Document passage:

Candy is big business.
The past year alone saw one of the confection industry's largest acquisitions, with the Swiss-based chocolatier Lindt & Sprungli spending upward of $1.4 billion to purchase U.S. candymaker Russell Stover.
But nearly a year after it went on the market, there are no such sweet deals for Roshen, the confectionery owned by Ukrainian President Petro Poroshenko.
Poroshenko, one of Ukraine's richest men with a personal fortune of $750 million, pledged before his June 2014 election to divest himself of his assets, including Roshen, the 20th-largest candymaker in the world.
But despite robust profits, Roshen has gotten nothing more than tentative nibbles -- a lack of interest that the company blames increasingly on Moscow, which this week seized nearly $40 million in assets at the confectioner's only Russian-based factory, in the southwestern city of Lipetsk.
The April 28 seizure is the latest in a series of raids against the factory in response to allegations by Russian investigators of massive tax fraud. But Roshen says the assault on the factory is a transparent attempt to hamstring Poroshenko at a time when he is desperate to hold on to a rapidly crumbling cease-fire in eastern Ukraine, where pro-Russian separatists have been at war with Ukrainian forces for more than a year.
"It's safe to say the Russian side is deliberately taking all possible steps to prevent the company selling its assets in Russia," Roshen said in a statement.
'Very Bad' Time
Even before this week's seizure, however, Poroshenko has been at pains to explain why an otherwise attractive company that drew more than $1.3 billion in prewar earnings has so few suitors.
Investment Capital Ukraine (ICU), one of the financial management groups advising the president on the sale of his holdings, declined to disclose the asking price for Roshen, which includes facilities in Ukraine, Lithuania, and Hungary, as well as the Lipetsk branch.
ICU says the interest is there -- buyers in the United States, Switzerland, Italy, and Russia have all made inquiries in Roshen since it officially went on the market in August. But the ongoing conflict, it says, has dampened hopes from the start.
"Taking into account the current situation in the country -- which makes it generally difficult to sell any kind of assets -- yes, the process is taking a long time," said ICU Managing Director Makar Pasenyuk. "But even in peacetime, in our experience, there were no mergers or acquisitions that took less than a year."
Presidential adviser Borys Lozhkin put it more bluntly: "The president wants to sell everything, but the time now is not just bad, but very bad," he said. "Investors don't want to come here."
Some, however, have doubts about Poroshenko's fundamental willingness to part ways with his businesses, which in addition to Roshen include dual naval-manufacturing firms, the International Investment Bank, the Ukrprominvest agrarian conglomerate, a starch factory, and a passel of media outlets. (Poroshenko has said he will not give up his most prized asset, the Channel 5 TV news network.)
"If he really wanted to sell Roshen, he could do it easily right now -- as long as it's under conditions that reflect the fact that there's a crisis in eastern Ukraine," says Ihor Boyko, the head of rival confectioner ZhL, in western Zhytomyr region. "It's also possible to specifically pick a price that you know no one will ever accept."

Exercises to complete:
**1.** Summarize the article on Roshen in two sentences.
**2.** Gather every line of the records that contains the word "green".
The article on Roshen and the records are unrelated to each other.

Entries shown:
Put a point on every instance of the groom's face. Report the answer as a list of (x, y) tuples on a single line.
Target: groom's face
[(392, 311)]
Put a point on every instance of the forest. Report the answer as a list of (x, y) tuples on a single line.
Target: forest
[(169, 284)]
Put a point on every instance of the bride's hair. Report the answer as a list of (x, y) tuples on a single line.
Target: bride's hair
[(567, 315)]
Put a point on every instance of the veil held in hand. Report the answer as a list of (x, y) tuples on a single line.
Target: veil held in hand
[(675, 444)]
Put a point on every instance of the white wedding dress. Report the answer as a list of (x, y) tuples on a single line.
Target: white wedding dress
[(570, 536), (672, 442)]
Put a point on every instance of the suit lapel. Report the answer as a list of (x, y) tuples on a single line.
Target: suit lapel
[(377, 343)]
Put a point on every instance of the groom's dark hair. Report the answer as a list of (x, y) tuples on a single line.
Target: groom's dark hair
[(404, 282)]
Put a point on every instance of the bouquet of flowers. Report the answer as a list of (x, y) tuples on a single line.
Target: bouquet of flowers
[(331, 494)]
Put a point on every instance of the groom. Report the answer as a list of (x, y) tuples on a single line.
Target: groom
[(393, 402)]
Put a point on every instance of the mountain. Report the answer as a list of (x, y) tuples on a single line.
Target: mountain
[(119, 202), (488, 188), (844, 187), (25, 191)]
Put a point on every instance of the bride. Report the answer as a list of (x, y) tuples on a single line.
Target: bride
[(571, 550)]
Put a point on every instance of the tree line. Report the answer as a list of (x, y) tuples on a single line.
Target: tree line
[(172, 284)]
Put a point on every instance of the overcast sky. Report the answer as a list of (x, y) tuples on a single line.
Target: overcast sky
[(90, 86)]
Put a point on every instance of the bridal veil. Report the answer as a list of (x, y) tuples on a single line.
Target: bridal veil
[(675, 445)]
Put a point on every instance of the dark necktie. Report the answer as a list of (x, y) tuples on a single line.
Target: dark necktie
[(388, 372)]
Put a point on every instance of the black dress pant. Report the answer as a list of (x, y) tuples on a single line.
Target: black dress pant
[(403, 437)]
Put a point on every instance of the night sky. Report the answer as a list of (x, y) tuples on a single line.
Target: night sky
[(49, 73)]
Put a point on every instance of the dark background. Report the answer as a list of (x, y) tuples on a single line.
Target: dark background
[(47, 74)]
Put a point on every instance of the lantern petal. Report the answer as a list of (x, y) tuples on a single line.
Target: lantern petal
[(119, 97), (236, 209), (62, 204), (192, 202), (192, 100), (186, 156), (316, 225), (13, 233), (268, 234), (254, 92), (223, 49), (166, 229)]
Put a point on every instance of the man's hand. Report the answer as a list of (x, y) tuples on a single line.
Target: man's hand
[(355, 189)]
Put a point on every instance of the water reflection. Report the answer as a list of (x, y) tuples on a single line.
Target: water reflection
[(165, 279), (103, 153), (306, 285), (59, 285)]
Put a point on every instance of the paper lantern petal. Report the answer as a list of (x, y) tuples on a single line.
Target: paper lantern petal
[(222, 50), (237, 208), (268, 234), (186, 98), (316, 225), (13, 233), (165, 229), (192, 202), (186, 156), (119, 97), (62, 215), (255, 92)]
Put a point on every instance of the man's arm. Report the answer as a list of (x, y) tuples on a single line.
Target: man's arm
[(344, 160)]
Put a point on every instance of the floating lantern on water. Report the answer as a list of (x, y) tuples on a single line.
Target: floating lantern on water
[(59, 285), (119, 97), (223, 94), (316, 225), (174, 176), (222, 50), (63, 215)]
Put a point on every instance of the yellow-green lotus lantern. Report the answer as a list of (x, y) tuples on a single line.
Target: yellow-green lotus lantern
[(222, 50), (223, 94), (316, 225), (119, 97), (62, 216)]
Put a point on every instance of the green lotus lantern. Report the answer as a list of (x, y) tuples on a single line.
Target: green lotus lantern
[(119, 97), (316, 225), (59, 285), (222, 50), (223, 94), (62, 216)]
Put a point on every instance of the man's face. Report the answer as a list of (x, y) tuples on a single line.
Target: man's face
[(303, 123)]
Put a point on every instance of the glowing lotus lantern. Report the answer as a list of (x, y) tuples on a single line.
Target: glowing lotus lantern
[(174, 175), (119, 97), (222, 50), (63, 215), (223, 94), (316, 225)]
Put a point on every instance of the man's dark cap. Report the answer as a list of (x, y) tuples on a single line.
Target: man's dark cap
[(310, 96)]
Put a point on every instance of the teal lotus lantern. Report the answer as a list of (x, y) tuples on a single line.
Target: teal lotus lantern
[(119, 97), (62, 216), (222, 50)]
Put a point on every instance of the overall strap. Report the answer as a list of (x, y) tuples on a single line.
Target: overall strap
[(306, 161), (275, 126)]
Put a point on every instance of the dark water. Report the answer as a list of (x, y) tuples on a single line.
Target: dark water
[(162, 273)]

Task-by-task answers:
**1.** Roshen, the confectionery owned by Ukrainian President Petro Poroshenko, has drawn only tentative interest from buyers since going on the market, and the company blames Moscow, which seized nearly $40 million in assets at its Russian factory in Lipetsk. Advisers to the president point to the conflict in eastern Ukraine to explain the slow sale, while some doubt that Poroshenko is truly willing to part with his businesses.

**2.**
Put a point on every instance of the yellow-green lotus lantern. Report the answer as a list of (x, y) tuples on a single line.
Target: yellow-green lotus lantern
Put a point on every instance of the green lotus lantern. Report the answer as a list of (x, y) tuples on a single line.
Target: green lotus lantern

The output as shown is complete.